-- WRITTEN INSTRUCTION --
Continue the letter to Theo from its last sentence.

-- TEXT PASSAGE --

1r:1
My dear Theo,
Thanks for sending the money for this month so promptly. I’m satisfied with what you write about the painting,1 the comments that they made, Portier and Serret, but that they still found good things in it. I myself have criticisms of it, and more serious ones than theirs — that about the torsos2 — so I don’t wish them to approve of the whole. When you speak to them, just tell them that it may very well be that I draw back from the present copper and green soap-like tones, but that this drawing back will, I hope, be twofold, namely that I hope to paint some in a lighter spectrum, more flesh and blood — but equally am searching for something that’s even more green soap and coppery. In reality, every day in the gloomy cottages I see effects against the light or in the evenings in the dusk that are so curious that so far my work still seems to me too light for the effects in question, that is, those I compare to green soap and the copper-colour of a worn 10-centime piece, for want of anything better, and paint them with those colours, for want of anything better. But I wanted to succeed on the gloomy side too. What I’ve talked about before: the peasant painted with the soil he sows.3  1v:2
This week I hope to send to your address a little crate marked V2, containing

1 painting, The cottage4
1 watercolour  ditto5
1
,,     
Auction because of demolition6
12  painted studies7

among the latter you’ll find a head that I couldn’t help painting after reading Germinal.

‘Did I tell you how she died? Who do you mean? My wife, over there in Russia. Etienne made a vague gesture, surprised at the trembling of the voice, at that need to confide, in this usually impassive youth with his stoical detachment from others and from himself. He knew only that the wife was a mistress, and that she had been hanged in Moscow.
Souvarine went on: on the last day, in the square, I was there... It was raining — the bunglers were losing their nerve, put off by the torrential rain. They had taken 20 minutes to hang 4 other people. She was standing waiting. She couldn’t see me, she was looking for me in the crowd. I stood up on a stone bollard and she saw me, and we did not take our eyes off one another again.

-- DATA LINES --

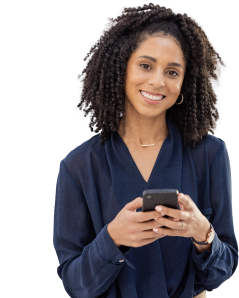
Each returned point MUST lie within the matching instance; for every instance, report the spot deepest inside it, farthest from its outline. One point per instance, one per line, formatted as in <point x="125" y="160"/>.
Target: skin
<point x="146" y="124"/>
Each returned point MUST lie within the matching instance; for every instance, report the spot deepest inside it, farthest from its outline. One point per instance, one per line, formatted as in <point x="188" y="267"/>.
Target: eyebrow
<point x="155" y="60"/>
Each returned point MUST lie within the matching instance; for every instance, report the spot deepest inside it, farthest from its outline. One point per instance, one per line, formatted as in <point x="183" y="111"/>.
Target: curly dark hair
<point x="101" y="81"/>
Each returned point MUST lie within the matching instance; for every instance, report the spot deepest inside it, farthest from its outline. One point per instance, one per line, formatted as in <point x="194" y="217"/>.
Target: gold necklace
<point x="150" y="144"/>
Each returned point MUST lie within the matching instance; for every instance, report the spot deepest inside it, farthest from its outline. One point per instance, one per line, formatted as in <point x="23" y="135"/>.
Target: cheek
<point x="175" y="87"/>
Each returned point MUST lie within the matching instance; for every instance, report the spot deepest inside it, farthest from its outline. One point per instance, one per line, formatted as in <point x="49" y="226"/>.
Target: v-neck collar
<point x="170" y="152"/>
<point x="134" y="166"/>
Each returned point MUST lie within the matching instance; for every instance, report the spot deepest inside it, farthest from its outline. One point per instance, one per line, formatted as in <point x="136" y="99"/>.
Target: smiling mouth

-- SOLVED PROBLEM --
Twice I wanted to shout out, to throw myself over people’s heads in order to reach her. But what was the point, one man less, one soldier less, and I could clearly see that she was saying “no”, with her great steady eyes, when she met mine’.8

You’ll find a variation among them — profile — a background of: ‘the flat expanse of fields of beet under the starless night sky, as dark and thick as ink’.9 Standing out against this the head of a female coal-pit drawer — or female thrutcher with something of a cow that’s lowing.10 As to expression — an individual from: — The land was big with a race of men growing like crops, a black avenging army slowly germinating in the furrows — growing taller to be harvested in future centuries and whose germination would soon make the earth explode.11  1v:3
Yet to my mind the expression of that last is better in the study that I’ve marked, and which I made before I read it, in other words without thinking about Germinal, simply a peasant woman who came back from planting potatoes, still covered in dust from the field.12
I’m actually planning to repeat the painting of the cottage once more. The thing struck me greatly; those two cottages, half decayed under one and the same thatched roof, reminded me of a couple of worn-out old folk who make up just one single being and whom one sees supporting each other.13
For you see, they are two dwellings and the chimney is double. One sees that here a lot, by the way.
I don’t have time, otherwise I’d like to say a very great deal about Germinal, which I think splendid.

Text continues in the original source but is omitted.